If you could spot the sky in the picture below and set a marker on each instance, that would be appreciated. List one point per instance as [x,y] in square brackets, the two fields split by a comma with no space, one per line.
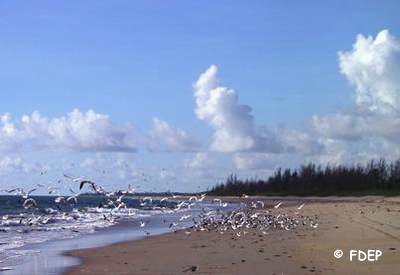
[176,95]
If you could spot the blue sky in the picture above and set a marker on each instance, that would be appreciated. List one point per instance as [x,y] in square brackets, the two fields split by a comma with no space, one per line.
[136,60]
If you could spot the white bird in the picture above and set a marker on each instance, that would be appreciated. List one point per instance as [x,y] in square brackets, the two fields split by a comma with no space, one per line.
[301,206]
[185,217]
[28,203]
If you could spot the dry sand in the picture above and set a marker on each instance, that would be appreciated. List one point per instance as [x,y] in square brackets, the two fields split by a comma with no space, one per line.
[367,223]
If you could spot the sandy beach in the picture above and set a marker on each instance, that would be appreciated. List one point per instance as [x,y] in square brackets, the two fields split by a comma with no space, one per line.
[357,223]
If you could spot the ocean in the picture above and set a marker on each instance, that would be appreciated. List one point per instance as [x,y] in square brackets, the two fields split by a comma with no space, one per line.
[30,237]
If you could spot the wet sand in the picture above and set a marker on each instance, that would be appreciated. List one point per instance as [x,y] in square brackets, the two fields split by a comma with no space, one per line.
[362,224]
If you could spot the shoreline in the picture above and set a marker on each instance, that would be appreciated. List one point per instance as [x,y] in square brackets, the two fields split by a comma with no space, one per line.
[371,222]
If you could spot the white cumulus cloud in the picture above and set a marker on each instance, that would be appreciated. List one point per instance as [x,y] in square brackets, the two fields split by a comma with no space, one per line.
[169,138]
[233,123]
[78,131]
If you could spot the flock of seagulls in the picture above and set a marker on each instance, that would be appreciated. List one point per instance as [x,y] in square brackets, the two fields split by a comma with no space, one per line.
[256,215]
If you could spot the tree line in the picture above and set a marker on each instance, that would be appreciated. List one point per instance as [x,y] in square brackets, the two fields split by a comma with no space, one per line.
[375,177]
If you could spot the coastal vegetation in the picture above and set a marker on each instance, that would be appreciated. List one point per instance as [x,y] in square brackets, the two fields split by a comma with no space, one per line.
[374,178]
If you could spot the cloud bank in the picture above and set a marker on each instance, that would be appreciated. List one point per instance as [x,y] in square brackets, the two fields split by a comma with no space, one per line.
[233,123]
[77,131]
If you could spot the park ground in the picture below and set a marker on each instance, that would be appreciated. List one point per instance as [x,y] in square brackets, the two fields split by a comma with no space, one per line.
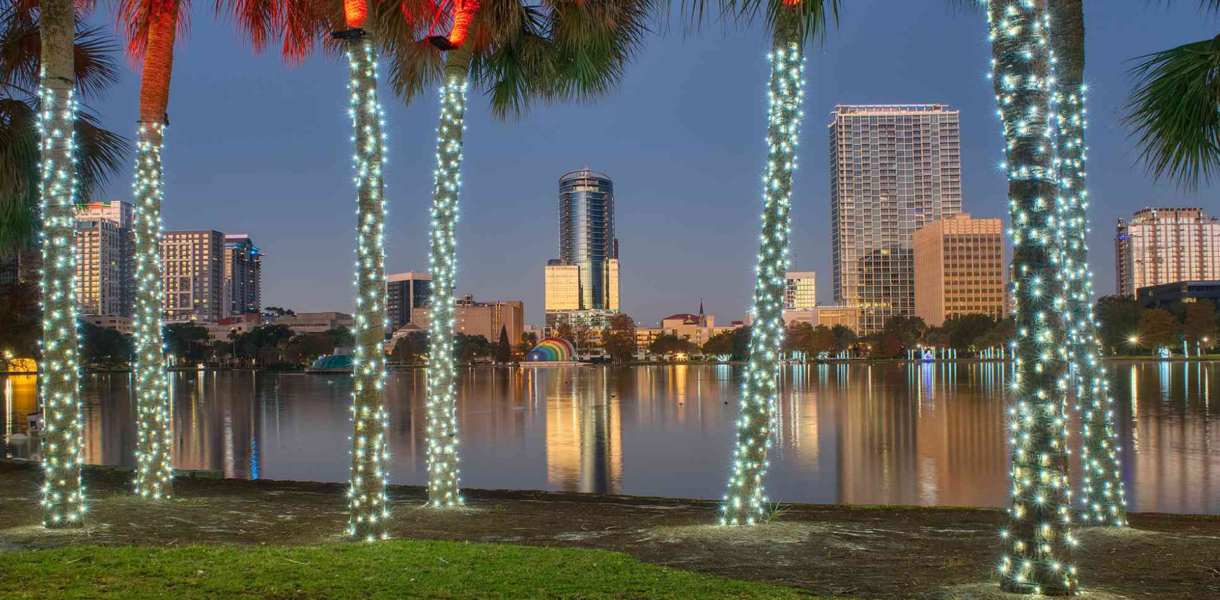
[282,539]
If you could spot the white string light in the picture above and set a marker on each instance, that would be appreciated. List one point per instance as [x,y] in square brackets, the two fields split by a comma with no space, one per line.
[746,501]
[154,473]
[1037,533]
[369,509]
[1103,495]
[64,500]
[442,432]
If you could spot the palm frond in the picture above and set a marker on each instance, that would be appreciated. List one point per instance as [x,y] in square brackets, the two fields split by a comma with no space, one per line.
[1174,112]
[807,18]
[18,171]
[966,6]
[416,67]
[101,153]
[21,51]
[136,17]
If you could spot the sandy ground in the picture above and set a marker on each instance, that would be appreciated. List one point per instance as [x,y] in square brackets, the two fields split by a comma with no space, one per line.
[886,553]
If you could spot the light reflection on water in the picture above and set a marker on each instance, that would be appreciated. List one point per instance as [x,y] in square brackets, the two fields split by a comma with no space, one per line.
[892,433]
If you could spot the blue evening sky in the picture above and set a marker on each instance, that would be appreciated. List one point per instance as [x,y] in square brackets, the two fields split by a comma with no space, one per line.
[261,149]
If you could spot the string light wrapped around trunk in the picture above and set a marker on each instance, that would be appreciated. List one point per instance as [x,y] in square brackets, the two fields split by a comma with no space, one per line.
[369,509]
[64,500]
[154,473]
[1038,542]
[746,501]
[1103,495]
[442,432]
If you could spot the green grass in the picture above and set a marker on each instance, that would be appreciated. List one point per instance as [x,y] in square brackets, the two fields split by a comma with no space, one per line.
[389,570]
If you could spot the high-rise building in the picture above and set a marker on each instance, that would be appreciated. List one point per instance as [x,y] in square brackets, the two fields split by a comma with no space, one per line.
[193,272]
[1166,245]
[800,290]
[959,268]
[587,233]
[481,318]
[404,293]
[893,170]
[584,278]
[243,276]
[563,290]
[105,259]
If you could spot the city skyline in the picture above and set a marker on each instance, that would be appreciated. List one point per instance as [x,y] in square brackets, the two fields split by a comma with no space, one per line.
[686,170]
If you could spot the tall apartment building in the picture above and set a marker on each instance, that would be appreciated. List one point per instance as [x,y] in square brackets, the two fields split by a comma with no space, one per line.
[799,290]
[584,278]
[1165,245]
[481,318]
[959,268]
[193,273]
[105,259]
[243,276]
[404,293]
[894,168]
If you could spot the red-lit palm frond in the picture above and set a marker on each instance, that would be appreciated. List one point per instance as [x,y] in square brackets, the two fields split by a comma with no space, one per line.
[134,18]
[303,26]
[556,50]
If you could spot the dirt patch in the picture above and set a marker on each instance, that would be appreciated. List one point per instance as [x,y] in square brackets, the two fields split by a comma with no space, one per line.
[896,553]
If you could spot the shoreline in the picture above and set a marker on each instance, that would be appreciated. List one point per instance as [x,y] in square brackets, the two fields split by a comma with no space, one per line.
[832,550]
[1213,357]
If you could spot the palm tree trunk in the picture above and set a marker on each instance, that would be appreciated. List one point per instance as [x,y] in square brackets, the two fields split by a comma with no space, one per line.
[64,503]
[1037,533]
[443,473]
[154,476]
[746,503]
[369,514]
[1103,494]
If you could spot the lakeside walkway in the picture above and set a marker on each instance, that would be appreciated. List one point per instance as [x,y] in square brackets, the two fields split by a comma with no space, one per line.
[842,551]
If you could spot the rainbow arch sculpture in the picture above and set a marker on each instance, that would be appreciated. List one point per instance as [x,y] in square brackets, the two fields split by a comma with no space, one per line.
[552,350]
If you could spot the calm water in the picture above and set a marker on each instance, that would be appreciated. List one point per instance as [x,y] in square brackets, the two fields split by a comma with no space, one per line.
[865,434]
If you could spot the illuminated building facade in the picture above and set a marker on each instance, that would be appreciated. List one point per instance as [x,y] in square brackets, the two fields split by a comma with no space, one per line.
[1166,245]
[243,276]
[959,268]
[893,170]
[193,273]
[404,293]
[105,259]
[800,290]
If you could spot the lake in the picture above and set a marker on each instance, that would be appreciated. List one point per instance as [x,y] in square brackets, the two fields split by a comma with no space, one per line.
[883,433]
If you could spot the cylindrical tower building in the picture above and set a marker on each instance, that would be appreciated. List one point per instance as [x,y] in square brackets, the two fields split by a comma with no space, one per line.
[586,233]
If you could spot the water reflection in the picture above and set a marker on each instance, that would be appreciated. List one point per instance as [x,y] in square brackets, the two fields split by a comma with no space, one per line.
[929,434]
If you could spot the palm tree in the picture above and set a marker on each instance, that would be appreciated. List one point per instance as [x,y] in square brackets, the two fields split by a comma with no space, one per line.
[1174,110]
[1037,534]
[48,50]
[517,54]
[151,29]
[792,25]
[1103,494]
[99,151]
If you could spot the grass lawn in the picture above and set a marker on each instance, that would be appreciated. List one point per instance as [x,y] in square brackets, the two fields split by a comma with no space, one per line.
[388,570]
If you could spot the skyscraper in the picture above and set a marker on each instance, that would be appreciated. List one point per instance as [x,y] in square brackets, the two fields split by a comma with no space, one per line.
[193,271]
[799,290]
[1166,245]
[243,276]
[584,278]
[105,259]
[586,232]
[959,268]
[404,293]
[893,170]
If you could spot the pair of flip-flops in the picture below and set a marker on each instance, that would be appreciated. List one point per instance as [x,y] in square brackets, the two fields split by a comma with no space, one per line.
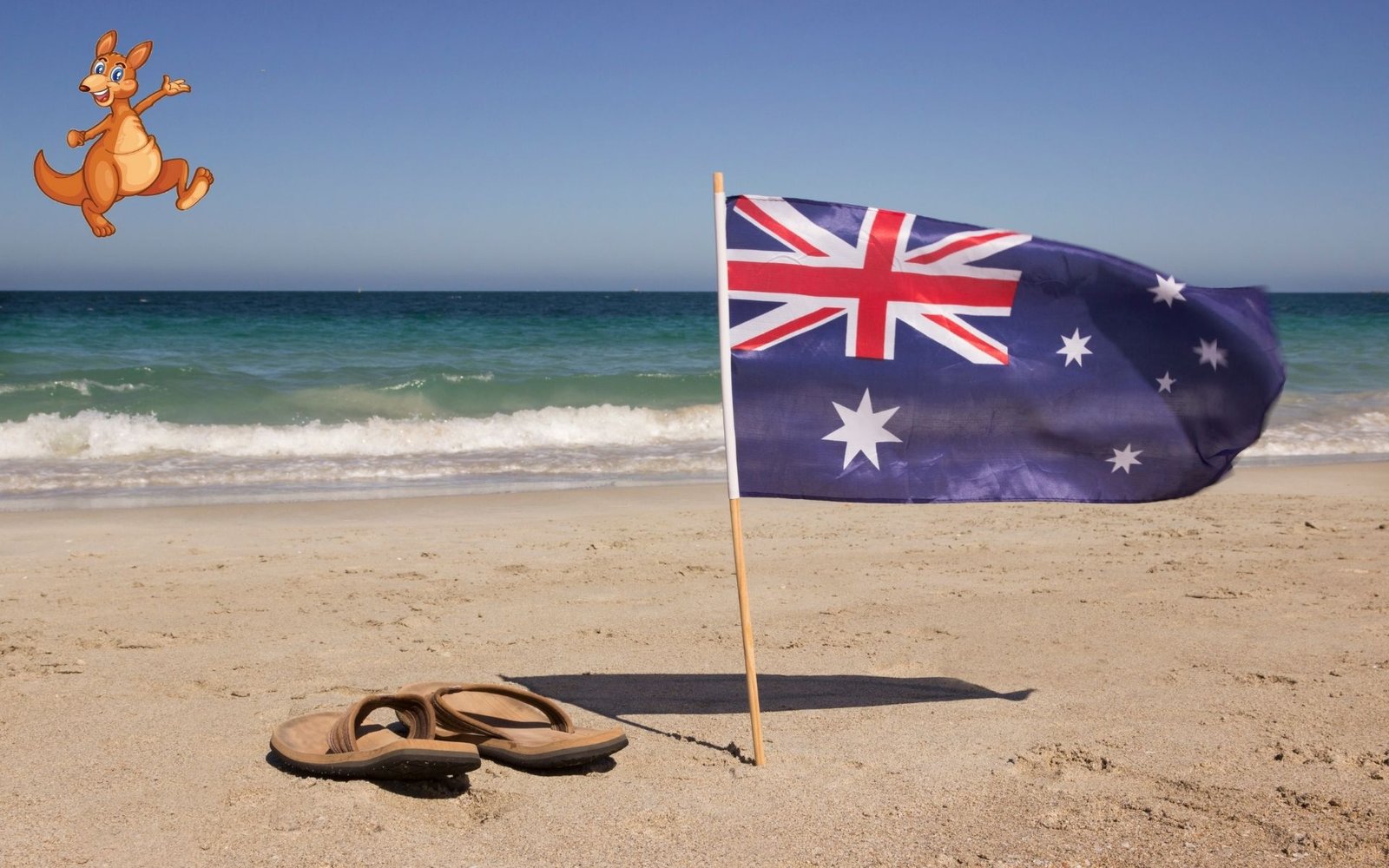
[444,728]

--- --- ---

_WRITTEN PROBLEM_:
The pictures stay out; repeat exactly the lines from the one with "If you could spot the grass" to the end of the entries above, and nothing else.

_FULL ANSWER_:
If you could spot the grass lawn in the picture above and set a marker on each instance, that would be appreciated. List one point per instance as [x,y] in square brackets, the two fields split by a comma with no space, one per line.
[388,570]
If you could spot the skyscraper in the picture above and set a marker on each instance, that would be appreciated. List one point per instance as [x,y] in square brackets, the two fields split by a comma with no space, one per line.
[193,271]
[799,290]
[1166,245]
[243,276]
[584,278]
[105,259]
[586,232]
[959,268]
[404,293]
[893,170]
If you could spot the pair of flip-flops in the picture below and set a marker on each instance, that would be appreciated. List one point per instance as [x,y] in square brackets, the two fields split by a comma with no space, one per line.
[444,728]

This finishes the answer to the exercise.